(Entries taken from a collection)
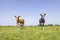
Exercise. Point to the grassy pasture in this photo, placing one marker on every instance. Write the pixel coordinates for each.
(30, 33)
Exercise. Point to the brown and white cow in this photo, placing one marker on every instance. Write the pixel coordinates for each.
(19, 21)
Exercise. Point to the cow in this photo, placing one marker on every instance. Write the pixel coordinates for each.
(42, 20)
(19, 21)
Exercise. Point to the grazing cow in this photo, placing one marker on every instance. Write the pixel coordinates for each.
(19, 21)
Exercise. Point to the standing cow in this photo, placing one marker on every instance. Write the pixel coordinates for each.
(19, 21)
(42, 20)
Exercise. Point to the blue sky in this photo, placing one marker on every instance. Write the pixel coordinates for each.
(29, 10)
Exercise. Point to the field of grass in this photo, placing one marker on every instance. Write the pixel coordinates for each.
(30, 33)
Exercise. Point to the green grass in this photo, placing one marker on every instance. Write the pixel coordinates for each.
(30, 33)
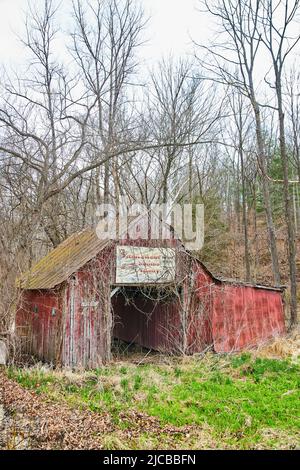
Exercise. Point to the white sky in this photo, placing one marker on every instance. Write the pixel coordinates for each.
(171, 25)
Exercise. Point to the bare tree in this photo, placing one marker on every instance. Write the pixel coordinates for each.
(239, 21)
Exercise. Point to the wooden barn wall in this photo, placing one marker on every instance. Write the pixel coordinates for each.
(200, 311)
(39, 324)
(245, 316)
(87, 328)
(152, 324)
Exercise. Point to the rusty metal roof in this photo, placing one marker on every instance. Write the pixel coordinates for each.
(63, 261)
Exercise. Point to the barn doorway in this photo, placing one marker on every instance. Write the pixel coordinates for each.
(145, 318)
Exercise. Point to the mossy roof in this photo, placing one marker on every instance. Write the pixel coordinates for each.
(63, 261)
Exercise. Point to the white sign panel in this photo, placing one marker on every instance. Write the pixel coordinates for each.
(136, 265)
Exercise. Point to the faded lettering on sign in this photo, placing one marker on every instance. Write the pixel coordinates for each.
(142, 265)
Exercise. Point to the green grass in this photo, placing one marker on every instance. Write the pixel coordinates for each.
(242, 400)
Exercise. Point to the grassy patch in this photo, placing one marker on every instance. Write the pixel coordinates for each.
(244, 401)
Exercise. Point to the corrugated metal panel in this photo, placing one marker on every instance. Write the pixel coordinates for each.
(244, 317)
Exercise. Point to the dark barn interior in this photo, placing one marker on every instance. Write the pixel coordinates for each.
(146, 316)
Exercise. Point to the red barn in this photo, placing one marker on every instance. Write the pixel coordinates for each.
(154, 293)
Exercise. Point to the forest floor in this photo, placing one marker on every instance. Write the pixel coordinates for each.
(238, 401)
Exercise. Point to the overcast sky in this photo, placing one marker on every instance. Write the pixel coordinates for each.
(171, 26)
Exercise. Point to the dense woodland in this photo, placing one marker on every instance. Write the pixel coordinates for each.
(91, 125)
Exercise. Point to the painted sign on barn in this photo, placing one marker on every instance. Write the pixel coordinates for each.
(136, 265)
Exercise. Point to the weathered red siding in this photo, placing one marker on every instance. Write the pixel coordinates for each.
(39, 324)
(245, 316)
(207, 313)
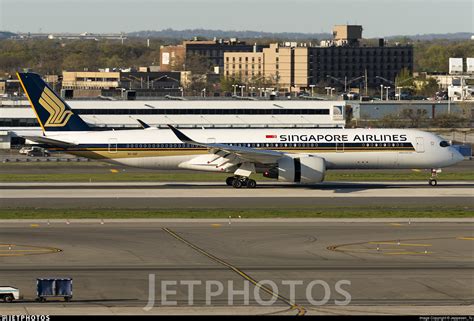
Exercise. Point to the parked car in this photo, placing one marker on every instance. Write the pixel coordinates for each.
(24, 150)
(38, 152)
(9, 294)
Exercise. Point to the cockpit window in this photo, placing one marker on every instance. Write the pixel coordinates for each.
(444, 143)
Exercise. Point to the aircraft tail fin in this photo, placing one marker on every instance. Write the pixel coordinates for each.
(52, 112)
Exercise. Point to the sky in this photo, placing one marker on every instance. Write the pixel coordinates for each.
(378, 17)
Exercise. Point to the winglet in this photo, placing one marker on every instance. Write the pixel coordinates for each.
(182, 137)
(143, 124)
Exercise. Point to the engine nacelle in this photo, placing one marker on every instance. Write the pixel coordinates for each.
(305, 169)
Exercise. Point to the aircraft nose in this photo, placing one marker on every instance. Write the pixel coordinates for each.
(456, 156)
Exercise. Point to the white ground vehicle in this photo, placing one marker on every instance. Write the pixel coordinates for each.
(34, 151)
(9, 294)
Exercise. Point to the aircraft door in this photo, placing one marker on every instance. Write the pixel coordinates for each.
(420, 146)
(339, 147)
(112, 145)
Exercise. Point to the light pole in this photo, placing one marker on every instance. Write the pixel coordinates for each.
(251, 90)
(387, 88)
(399, 93)
(327, 90)
(241, 91)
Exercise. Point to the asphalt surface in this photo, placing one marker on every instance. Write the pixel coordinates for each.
(216, 195)
(95, 167)
(387, 264)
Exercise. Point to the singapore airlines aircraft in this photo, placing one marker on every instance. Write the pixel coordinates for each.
(288, 155)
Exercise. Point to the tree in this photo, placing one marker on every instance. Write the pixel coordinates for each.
(450, 121)
(416, 117)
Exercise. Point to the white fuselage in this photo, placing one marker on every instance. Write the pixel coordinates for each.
(340, 148)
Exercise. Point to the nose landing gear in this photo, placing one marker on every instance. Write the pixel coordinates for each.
(240, 181)
(434, 175)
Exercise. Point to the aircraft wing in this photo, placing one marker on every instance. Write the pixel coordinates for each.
(49, 141)
(244, 154)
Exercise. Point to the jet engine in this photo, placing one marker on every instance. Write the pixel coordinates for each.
(304, 169)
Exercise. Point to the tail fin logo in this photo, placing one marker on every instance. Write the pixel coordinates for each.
(58, 115)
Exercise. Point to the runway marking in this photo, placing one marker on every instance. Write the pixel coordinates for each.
(407, 253)
(401, 244)
(364, 247)
(23, 250)
(293, 306)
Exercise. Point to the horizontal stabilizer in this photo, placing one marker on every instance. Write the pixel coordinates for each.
(49, 141)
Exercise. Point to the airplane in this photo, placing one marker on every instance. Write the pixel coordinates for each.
(286, 154)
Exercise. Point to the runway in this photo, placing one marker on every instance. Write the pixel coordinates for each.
(216, 195)
(388, 265)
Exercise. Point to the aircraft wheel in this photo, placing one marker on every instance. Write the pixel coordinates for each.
(229, 180)
(251, 183)
(237, 183)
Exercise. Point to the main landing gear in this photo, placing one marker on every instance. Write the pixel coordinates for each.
(240, 181)
(433, 179)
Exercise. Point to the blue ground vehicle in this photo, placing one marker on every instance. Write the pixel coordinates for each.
(54, 287)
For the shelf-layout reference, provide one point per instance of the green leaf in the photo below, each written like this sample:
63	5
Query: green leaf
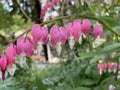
87	82
81	88
110	47
39	84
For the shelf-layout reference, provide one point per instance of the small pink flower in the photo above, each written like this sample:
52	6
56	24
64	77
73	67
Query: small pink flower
105	67
39	34
115	66
97	30
55	1
58	37
49	4
11	53
86	26
73	31
3	66
100	68
111	87
110	66
25	47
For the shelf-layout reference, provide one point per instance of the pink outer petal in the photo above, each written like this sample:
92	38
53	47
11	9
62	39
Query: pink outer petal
36	33
11	53
54	35
3	63
62	35
44	37
86	26
25	45
109	64
97	30
76	31
115	65
56	1
68	29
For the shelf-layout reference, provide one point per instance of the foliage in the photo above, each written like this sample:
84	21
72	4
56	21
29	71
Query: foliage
79	71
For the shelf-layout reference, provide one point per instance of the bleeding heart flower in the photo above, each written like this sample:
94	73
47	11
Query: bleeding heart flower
115	66
25	47
11	53
58	37
73	31
102	67
3	66
77	26
86	26
40	36
97	33
111	87
55	1
110	66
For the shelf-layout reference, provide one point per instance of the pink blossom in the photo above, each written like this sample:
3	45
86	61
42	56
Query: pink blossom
3	65
25	46
97	30
100	68
55	1
111	87
11	53
57	35
86	26
110	66
115	66
39	34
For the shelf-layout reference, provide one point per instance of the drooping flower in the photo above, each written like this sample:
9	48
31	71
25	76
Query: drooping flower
25	47
110	66
77	27
40	36
97	30
111	87
11	53
101	68
115	67
97	33
58	37
73	31
86	26
55	1
3	66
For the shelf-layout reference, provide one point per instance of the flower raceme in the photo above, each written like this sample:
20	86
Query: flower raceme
25	47
109	66
11	53
72	32
48	5
58	37
97	33
40	36
3	66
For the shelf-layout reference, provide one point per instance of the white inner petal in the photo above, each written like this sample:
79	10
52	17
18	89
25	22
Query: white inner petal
22	61
71	42
11	69
39	48
97	41
59	48
1	75
80	39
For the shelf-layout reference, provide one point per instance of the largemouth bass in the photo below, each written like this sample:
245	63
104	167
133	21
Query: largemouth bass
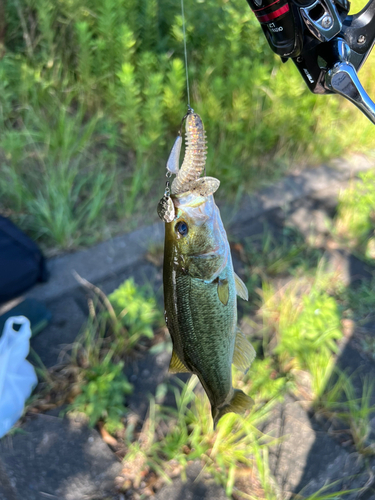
200	285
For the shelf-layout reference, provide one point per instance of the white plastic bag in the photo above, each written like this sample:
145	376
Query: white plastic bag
17	376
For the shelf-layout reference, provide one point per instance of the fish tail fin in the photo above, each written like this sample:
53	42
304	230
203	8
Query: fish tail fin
239	403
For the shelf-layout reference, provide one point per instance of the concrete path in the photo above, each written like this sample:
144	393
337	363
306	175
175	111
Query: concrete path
62	459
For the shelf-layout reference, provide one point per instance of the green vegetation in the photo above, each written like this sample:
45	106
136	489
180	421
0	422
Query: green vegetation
103	388
136	314
341	405
92	94
355	221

DIRECTIONS FOR THIS TASK -> For each line above that contains the word "below", make a copy.

SOLUTION TO THE PROBLEM ->
For the shelf-layout reference, provide one point per instance of the green leaf in the photo below, each written like this sample:
For the shelf-layout reference, provide one point per instance of the largemouth bass in the photo below, each written like this sample:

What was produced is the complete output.